*Directions for this task:*
All lines of the material that contain "patch" must be copied out.

*Records for this exercise:*
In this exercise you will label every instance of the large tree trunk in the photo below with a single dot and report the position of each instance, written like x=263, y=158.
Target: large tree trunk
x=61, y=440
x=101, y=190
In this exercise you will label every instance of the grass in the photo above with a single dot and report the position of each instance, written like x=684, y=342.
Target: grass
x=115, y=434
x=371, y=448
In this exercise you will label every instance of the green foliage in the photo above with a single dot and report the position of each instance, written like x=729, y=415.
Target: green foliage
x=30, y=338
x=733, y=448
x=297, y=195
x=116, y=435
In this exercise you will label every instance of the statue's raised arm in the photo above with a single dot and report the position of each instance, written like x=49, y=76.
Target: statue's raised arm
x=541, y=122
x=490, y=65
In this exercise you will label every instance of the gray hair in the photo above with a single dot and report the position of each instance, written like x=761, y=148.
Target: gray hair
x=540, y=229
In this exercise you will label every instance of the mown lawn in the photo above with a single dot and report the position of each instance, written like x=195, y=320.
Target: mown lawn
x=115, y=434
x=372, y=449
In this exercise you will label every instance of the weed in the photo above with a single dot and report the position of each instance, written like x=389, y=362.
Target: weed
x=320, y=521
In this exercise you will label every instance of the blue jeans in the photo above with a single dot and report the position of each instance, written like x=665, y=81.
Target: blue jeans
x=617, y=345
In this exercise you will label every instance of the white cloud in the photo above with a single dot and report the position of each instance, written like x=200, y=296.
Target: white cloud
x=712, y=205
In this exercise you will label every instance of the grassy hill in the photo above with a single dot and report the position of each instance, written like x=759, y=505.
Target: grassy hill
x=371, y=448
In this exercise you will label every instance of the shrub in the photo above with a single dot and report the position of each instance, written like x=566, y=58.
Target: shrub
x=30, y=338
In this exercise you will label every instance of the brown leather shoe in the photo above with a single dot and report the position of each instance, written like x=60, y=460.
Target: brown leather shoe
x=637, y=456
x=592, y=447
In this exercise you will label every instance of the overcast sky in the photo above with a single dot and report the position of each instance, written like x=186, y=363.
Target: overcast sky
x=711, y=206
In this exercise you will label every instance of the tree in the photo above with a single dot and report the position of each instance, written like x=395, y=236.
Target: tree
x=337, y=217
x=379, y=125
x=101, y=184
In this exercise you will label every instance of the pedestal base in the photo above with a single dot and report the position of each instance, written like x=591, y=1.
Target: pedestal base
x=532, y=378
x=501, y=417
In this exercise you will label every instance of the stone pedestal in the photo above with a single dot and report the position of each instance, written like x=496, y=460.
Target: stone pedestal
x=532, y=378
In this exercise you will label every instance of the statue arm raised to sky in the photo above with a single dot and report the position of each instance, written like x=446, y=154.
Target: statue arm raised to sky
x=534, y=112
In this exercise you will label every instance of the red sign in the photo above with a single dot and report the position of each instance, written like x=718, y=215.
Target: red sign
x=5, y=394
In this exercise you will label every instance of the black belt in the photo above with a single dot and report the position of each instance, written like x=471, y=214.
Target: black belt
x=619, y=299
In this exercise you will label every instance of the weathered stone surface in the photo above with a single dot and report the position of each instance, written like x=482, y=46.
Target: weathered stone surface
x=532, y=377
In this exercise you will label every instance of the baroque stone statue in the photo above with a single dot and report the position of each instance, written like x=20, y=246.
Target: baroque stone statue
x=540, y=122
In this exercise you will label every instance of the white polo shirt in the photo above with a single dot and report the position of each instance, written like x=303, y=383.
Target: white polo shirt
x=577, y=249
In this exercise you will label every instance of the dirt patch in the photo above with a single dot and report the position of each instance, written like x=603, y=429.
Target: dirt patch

*Response to the task:*
In this exercise you will label every instance of the dirt patch in the photo above with a single dot and report the position of each instance, written like x=603, y=429.
Target: dirt patch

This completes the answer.